### Image-grounded pointing data
:::::

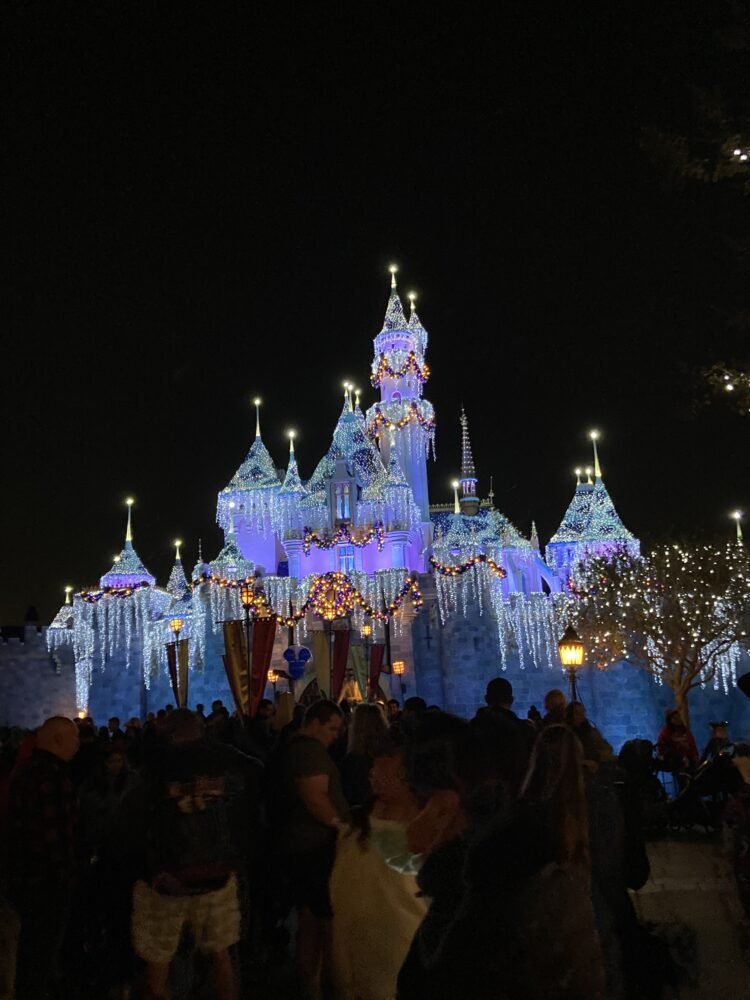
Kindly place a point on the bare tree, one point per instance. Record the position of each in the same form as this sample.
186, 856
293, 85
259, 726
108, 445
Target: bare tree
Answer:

:::::

Going through the entries, return every line holding the word "tree".

Kindly place a point on the bare tree, one point per instance. Record the position of each in the same form as this sample.
Target: bare tree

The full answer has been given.